• _Exercise description_: Can you update all of the data below by changing each "Target" to "Label", leaving everything else unchanged and omitting the pictures?
* START *
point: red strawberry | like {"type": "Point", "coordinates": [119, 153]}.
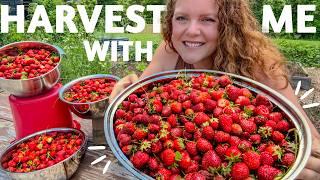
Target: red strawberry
{"type": "Point", "coordinates": [153, 164]}
{"type": "Point", "coordinates": [221, 137]}
{"type": "Point", "coordinates": [277, 136]}
{"type": "Point", "coordinates": [201, 118]}
{"type": "Point", "coordinates": [178, 144]}
{"type": "Point", "coordinates": [176, 132]}
{"type": "Point", "coordinates": [248, 126]}
{"type": "Point", "coordinates": [240, 171]}
{"type": "Point", "coordinates": [225, 122]}
{"type": "Point", "coordinates": [203, 145]}
{"type": "Point", "coordinates": [168, 157]}
{"type": "Point", "coordinates": [185, 160]}
{"type": "Point", "coordinates": [176, 107]}
{"type": "Point", "coordinates": [139, 159]}
{"type": "Point", "coordinates": [266, 158]}
{"type": "Point", "coordinates": [210, 104]}
{"type": "Point", "coordinates": [288, 159]}
{"type": "Point", "coordinates": [190, 127]}
{"type": "Point", "coordinates": [252, 159]}
{"type": "Point", "coordinates": [163, 173]}
{"type": "Point", "coordinates": [243, 101]}
{"type": "Point", "coordinates": [282, 126]}
{"type": "Point", "coordinates": [192, 148]}
{"type": "Point", "coordinates": [193, 167]}
{"type": "Point", "coordinates": [156, 147]}
{"type": "Point", "coordinates": [267, 172]}
{"type": "Point", "coordinates": [208, 132]}
{"type": "Point", "coordinates": [236, 129]}
{"type": "Point", "coordinates": [210, 159]}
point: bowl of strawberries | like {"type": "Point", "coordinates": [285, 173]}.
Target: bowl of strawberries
{"type": "Point", "coordinates": [49, 154]}
{"type": "Point", "coordinates": [202, 124]}
{"type": "Point", "coordinates": [88, 97]}
{"type": "Point", "coordinates": [29, 68]}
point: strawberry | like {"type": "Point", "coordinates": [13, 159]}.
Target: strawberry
{"type": "Point", "coordinates": [248, 126]}
{"type": "Point", "coordinates": [185, 160]}
{"type": "Point", "coordinates": [240, 171]}
{"type": "Point", "coordinates": [236, 129]}
{"type": "Point", "coordinates": [198, 107]}
{"type": "Point", "coordinates": [224, 80]}
{"type": "Point", "coordinates": [267, 172]}
{"type": "Point", "coordinates": [201, 118]}
{"type": "Point", "coordinates": [266, 158]}
{"type": "Point", "coordinates": [203, 145]}
{"type": "Point", "coordinates": [277, 136]}
{"type": "Point", "coordinates": [176, 107]}
{"type": "Point", "coordinates": [139, 159]}
{"type": "Point", "coordinates": [176, 132]}
{"type": "Point", "coordinates": [233, 92]}
{"type": "Point", "coordinates": [243, 101]}
{"type": "Point", "coordinates": [210, 104]}
{"type": "Point", "coordinates": [288, 159]}
{"type": "Point", "coordinates": [225, 122]}
{"type": "Point", "coordinates": [221, 136]}
{"type": "Point", "coordinates": [163, 173]}
{"type": "Point", "coordinates": [193, 167]}
{"type": "Point", "coordinates": [244, 145]}
{"type": "Point", "coordinates": [252, 159]}
{"type": "Point", "coordinates": [208, 132]}
{"type": "Point", "coordinates": [153, 164]}
{"type": "Point", "coordinates": [156, 147]}
{"type": "Point", "coordinates": [210, 159]}
{"type": "Point", "coordinates": [282, 126]}
{"type": "Point", "coordinates": [189, 127]}
{"type": "Point", "coordinates": [168, 157]}
{"type": "Point", "coordinates": [178, 144]}
{"type": "Point", "coordinates": [191, 147]}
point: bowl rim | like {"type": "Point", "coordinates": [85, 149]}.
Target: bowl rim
{"type": "Point", "coordinates": [109, 116]}
{"type": "Point", "coordinates": [73, 82]}
{"type": "Point", "coordinates": [57, 48]}
{"type": "Point", "coordinates": [14, 144]}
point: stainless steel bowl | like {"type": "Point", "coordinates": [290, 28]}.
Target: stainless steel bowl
{"type": "Point", "coordinates": [62, 170]}
{"type": "Point", "coordinates": [36, 85]}
{"type": "Point", "coordinates": [88, 110]}
{"type": "Point", "coordinates": [276, 98]}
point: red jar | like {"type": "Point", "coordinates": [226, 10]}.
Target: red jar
{"type": "Point", "coordinates": [44, 111]}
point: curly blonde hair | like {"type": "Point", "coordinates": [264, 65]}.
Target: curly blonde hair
{"type": "Point", "coordinates": [241, 45]}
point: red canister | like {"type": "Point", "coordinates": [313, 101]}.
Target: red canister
{"type": "Point", "coordinates": [39, 112]}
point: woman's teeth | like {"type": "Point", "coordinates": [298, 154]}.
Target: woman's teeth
{"type": "Point", "coordinates": [192, 44]}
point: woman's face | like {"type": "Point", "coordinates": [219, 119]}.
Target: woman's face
{"type": "Point", "coordinates": [195, 29]}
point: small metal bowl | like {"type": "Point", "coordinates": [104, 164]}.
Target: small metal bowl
{"type": "Point", "coordinates": [87, 110]}
{"type": "Point", "coordinates": [298, 120]}
{"type": "Point", "coordinates": [62, 170]}
{"type": "Point", "coordinates": [36, 85]}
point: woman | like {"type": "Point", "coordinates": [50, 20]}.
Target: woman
{"type": "Point", "coordinates": [223, 35]}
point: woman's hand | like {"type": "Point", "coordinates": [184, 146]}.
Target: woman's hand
{"type": "Point", "coordinates": [312, 169]}
{"type": "Point", "coordinates": [122, 84]}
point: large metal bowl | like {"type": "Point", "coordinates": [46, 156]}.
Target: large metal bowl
{"type": "Point", "coordinates": [276, 98]}
{"type": "Point", "coordinates": [92, 110]}
{"type": "Point", "coordinates": [36, 85]}
{"type": "Point", "coordinates": [62, 170]}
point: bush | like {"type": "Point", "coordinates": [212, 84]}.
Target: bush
{"type": "Point", "coordinates": [305, 52]}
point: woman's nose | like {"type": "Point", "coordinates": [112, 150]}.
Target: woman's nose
{"type": "Point", "coordinates": [193, 28]}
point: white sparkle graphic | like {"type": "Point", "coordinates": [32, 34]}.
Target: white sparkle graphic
{"type": "Point", "coordinates": [306, 94]}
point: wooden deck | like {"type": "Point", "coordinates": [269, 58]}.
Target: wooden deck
{"type": "Point", "coordinates": [86, 171]}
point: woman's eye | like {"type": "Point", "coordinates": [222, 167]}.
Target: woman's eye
{"type": "Point", "coordinates": [208, 20]}
{"type": "Point", "coordinates": [180, 18]}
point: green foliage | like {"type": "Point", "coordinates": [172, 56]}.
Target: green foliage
{"type": "Point", "coordinates": [305, 52]}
* END *
• _Answer_:
point: red strawberry | like {"type": "Point", "coordinates": [119, 153]}.
Label: red strawberry
{"type": "Point", "coordinates": [153, 164]}
{"type": "Point", "coordinates": [221, 137]}
{"type": "Point", "coordinates": [277, 136]}
{"type": "Point", "coordinates": [201, 118]}
{"type": "Point", "coordinates": [178, 144]}
{"type": "Point", "coordinates": [176, 132]}
{"type": "Point", "coordinates": [248, 126]}
{"type": "Point", "coordinates": [240, 171]}
{"type": "Point", "coordinates": [225, 122]}
{"type": "Point", "coordinates": [203, 145]}
{"type": "Point", "coordinates": [168, 157]}
{"type": "Point", "coordinates": [185, 160]}
{"type": "Point", "coordinates": [176, 107]}
{"type": "Point", "coordinates": [139, 159]}
{"type": "Point", "coordinates": [266, 158]}
{"type": "Point", "coordinates": [210, 104]}
{"type": "Point", "coordinates": [288, 159]}
{"type": "Point", "coordinates": [190, 127]}
{"type": "Point", "coordinates": [252, 159]}
{"type": "Point", "coordinates": [163, 173]}
{"type": "Point", "coordinates": [243, 101]}
{"type": "Point", "coordinates": [282, 126]}
{"type": "Point", "coordinates": [192, 148]}
{"type": "Point", "coordinates": [193, 167]}
{"type": "Point", "coordinates": [156, 147]}
{"type": "Point", "coordinates": [267, 172]}
{"type": "Point", "coordinates": [208, 132]}
{"type": "Point", "coordinates": [236, 129]}
{"type": "Point", "coordinates": [210, 159]}
point: bowl of strawberries | like {"type": "Point", "coordinates": [285, 173]}.
Label: bowl of strawberries
{"type": "Point", "coordinates": [49, 154]}
{"type": "Point", "coordinates": [202, 124]}
{"type": "Point", "coordinates": [88, 97]}
{"type": "Point", "coordinates": [29, 68]}
point: strawberry | like {"type": "Point", "coordinates": [13, 159]}.
Label: strawberry
{"type": "Point", "coordinates": [248, 126]}
{"type": "Point", "coordinates": [185, 160]}
{"type": "Point", "coordinates": [240, 171]}
{"type": "Point", "coordinates": [236, 129]}
{"type": "Point", "coordinates": [198, 107]}
{"type": "Point", "coordinates": [224, 80]}
{"type": "Point", "coordinates": [267, 172]}
{"type": "Point", "coordinates": [201, 118]}
{"type": "Point", "coordinates": [266, 158]}
{"type": "Point", "coordinates": [203, 145]}
{"type": "Point", "coordinates": [277, 136]}
{"type": "Point", "coordinates": [176, 107]}
{"type": "Point", "coordinates": [139, 159]}
{"type": "Point", "coordinates": [176, 132]}
{"type": "Point", "coordinates": [233, 92]}
{"type": "Point", "coordinates": [243, 101]}
{"type": "Point", "coordinates": [210, 104]}
{"type": "Point", "coordinates": [288, 159]}
{"type": "Point", "coordinates": [225, 122]}
{"type": "Point", "coordinates": [221, 136]}
{"type": "Point", "coordinates": [163, 173]}
{"type": "Point", "coordinates": [193, 167]}
{"type": "Point", "coordinates": [244, 145]}
{"type": "Point", "coordinates": [252, 159]}
{"type": "Point", "coordinates": [208, 132]}
{"type": "Point", "coordinates": [153, 164]}
{"type": "Point", "coordinates": [156, 147]}
{"type": "Point", "coordinates": [210, 159]}
{"type": "Point", "coordinates": [282, 126]}
{"type": "Point", "coordinates": [189, 127]}
{"type": "Point", "coordinates": [168, 157]}
{"type": "Point", "coordinates": [178, 144]}
{"type": "Point", "coordinates": [191, 147]}
point: bowl rim | like {"type": "Point", "coordinates": [85, 149]}.
Label: bowl rim
{"type": "Point", "coordinates": [109, 116]}
{"type": "Point", "coordinates": [73, 82]}
{"type": "Point", "coordinates": [57, 48]}
{"type": "Point", "coordinates": [14, 144]}
point: stainless steel bowl | like {"type": "Point", "coordinates": [290, 28]}.
Label: stainless steel bowl
{"type": "Point", "coordinates": [62, 170]}
{"type": "Point", "coordinates": [36, 85]}
{"type": "Point", "coordinates": [88, 110]}
{"type": "Point", "coordinates": [276, 98]}
point: red jar | like {"type": "Point", "coordinates": [226, 10]}.
Label: red jar
{"type": "Point", "coordinates": [44, 111]}
point: curly blonde hair | like {"type": "Point", "coordinates": [264, 65]}.
Label: curly blonde hair
{"type": "Point", "coordinates": [241, 45]}
point: red canister | like {"type": "Point", "coordinates": [313, 101]}.
Label: red canister
{"type": "Point", "coordinates": [39, 112]}
point: woman's teeth | like {"type": "Point", "coordinates": [298, 154]}.
Label: woman's teeth
{"type": "Point", "coordinates": [192, 44]}
point: woman's face | like {"type": "Point", "coordinates": [219, 119]}.
Label: woman's face
{"type": "Point", "coordinates": [195, 29]}
point: small metal bowl | like {"type": "Point", "coordinates": [104, 164]}.
Label: small metal bowl
{"type": "Point", "coordinates": [87, 110]}
{"type": "Point", "coordinates": [298, 120]}
{"type": "Point", "coordinates": [62, 170]}
{"type": "Point", "coordinates": [36, 85]}
point: woman | like {"type": "Point", "coordinates": [50, 20]}.
Label: woman
{"type": "Point", "coordinates": [223, 35]}
point: woman's hand | like {"type": "Point", "coordinates": [184, 146]}.
Label: woman's hand
{"type": "Point", "coordinates": [312, 169]}
{"type": "Point", "coordinates": [122, 84]}
point: large metal bowl | like {"type": "Point", "coordinates": [46, 156]}.
Label: large metal bowl
{"type": "Point", "coordinates": [276, 98]}
{"type": "Point", "coordinates": [92, 110]}
{"type": "Point", "coordinates": [36, 85]}
{"type": "Point", "coordinates": [62, 170]}
point: bush | like {"type": "Point", "coordinates": [212, 84]}.
Label: bush
{"type": "Point", "coordinates": [305, 52]}
point: woman's nose | like {"type": "Point", "coordinates": [112, 150]}.
Label: woman's nose
{"type": "Point", "coordinates": [193, 28]}
point: white sparkle graphic | like {"type": "Point", "coordinates": [32, 34]}.
Label: white sparkle graphic
{"type": "Point", "coordinates": [306, 94]}
point: wooden deck | like {"type": "Point", "coordinates": [269, 58]}.
Label: wooden deck
{"type": "Point", "coordinates": [86, 171]}
point: woman's eye | like {"type": "Point", "coordinates": [222, 167]}.
Label: woman's eye
{"type": "Point", "coordinates": [208, 20]}
{"type": "Point", "coordinates": [180, 18]}
point: green foliage | like {"type": "Point", "coordinates": [172, 56]}.
Label: green foliage
{"type": "Point", "coordinates": [305, 52]}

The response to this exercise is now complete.